To do
In the data below, copy the lines from the one containing "ground, then give the position of each instance." through the end of the data, both included, swapping every "hippo" for "hippopotamus" and leaving everything else as is.

>>>

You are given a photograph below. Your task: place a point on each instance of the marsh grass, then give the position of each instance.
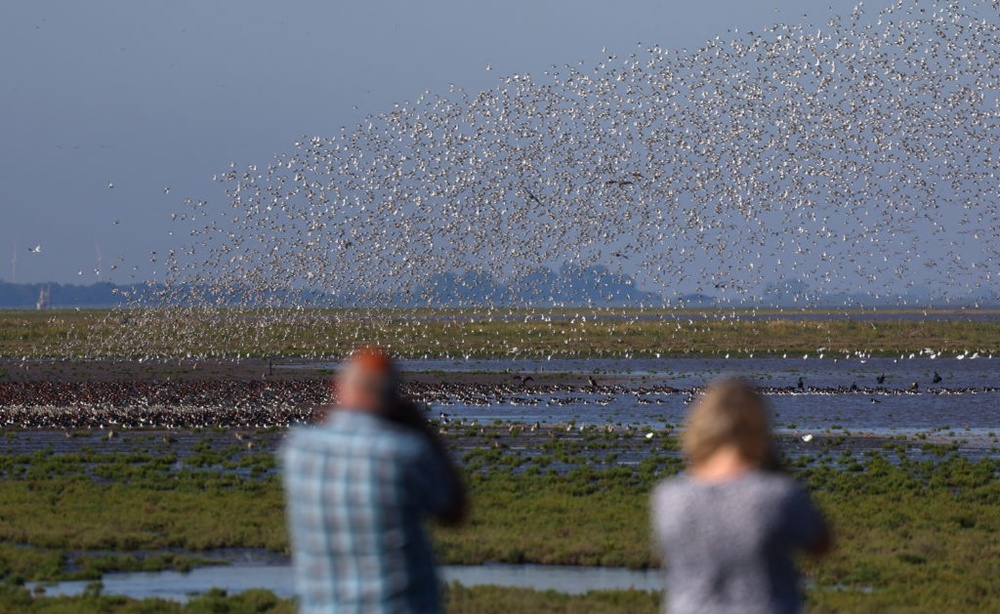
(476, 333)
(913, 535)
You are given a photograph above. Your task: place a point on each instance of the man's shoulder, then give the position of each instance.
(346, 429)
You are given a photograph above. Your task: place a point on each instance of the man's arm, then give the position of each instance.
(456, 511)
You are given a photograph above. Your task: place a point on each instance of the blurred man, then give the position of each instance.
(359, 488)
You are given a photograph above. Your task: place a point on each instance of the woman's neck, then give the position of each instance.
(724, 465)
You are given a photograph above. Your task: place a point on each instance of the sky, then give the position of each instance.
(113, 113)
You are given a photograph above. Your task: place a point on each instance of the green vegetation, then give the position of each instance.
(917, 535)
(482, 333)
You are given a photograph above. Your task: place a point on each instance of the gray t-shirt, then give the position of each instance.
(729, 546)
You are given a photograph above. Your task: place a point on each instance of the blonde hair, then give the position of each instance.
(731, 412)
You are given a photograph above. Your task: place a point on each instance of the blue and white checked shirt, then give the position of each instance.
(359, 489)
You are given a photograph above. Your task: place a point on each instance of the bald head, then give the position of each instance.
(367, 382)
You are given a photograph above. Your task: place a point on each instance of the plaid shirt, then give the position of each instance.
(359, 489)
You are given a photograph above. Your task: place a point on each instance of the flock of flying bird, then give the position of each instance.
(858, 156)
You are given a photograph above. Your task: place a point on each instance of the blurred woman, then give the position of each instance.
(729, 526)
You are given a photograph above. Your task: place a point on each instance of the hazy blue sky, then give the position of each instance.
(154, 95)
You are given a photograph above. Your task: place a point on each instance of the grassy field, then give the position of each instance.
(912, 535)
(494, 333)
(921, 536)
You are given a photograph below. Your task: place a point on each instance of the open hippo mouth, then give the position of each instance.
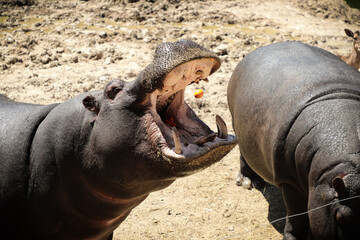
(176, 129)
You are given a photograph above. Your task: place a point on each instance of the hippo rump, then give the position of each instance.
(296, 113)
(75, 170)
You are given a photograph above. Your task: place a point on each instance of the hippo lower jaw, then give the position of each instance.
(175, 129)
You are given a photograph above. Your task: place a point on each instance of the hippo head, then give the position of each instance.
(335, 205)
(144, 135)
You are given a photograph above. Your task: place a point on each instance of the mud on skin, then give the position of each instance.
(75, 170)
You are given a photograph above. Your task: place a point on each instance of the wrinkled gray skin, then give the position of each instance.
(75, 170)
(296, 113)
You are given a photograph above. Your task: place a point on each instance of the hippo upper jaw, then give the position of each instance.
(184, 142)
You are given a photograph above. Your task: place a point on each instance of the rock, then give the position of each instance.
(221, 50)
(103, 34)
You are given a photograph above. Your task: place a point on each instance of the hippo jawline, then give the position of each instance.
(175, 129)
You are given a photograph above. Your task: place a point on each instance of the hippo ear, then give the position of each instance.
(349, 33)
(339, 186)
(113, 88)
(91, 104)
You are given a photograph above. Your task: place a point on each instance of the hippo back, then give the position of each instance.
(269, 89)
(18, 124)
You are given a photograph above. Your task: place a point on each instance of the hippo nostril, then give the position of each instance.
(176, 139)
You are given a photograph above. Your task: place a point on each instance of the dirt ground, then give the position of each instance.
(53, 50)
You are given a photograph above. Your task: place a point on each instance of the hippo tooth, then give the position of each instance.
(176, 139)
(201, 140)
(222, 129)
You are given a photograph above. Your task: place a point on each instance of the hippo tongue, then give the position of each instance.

<<<

Task result
You are given a photograph above. Your task: place a point on each instance of the dirt ground, then give the position of each instance.
(53, 50)
You are given a photograph above. Your task: place a point on each instance of the hippopotamus tooth, then give the position of each instance.
(176, 139)
(201, 140)
(222, 129)
You are given a photograph above. Your task: place a point on each instance of the hippopotamus tongue, then give the position of each instance.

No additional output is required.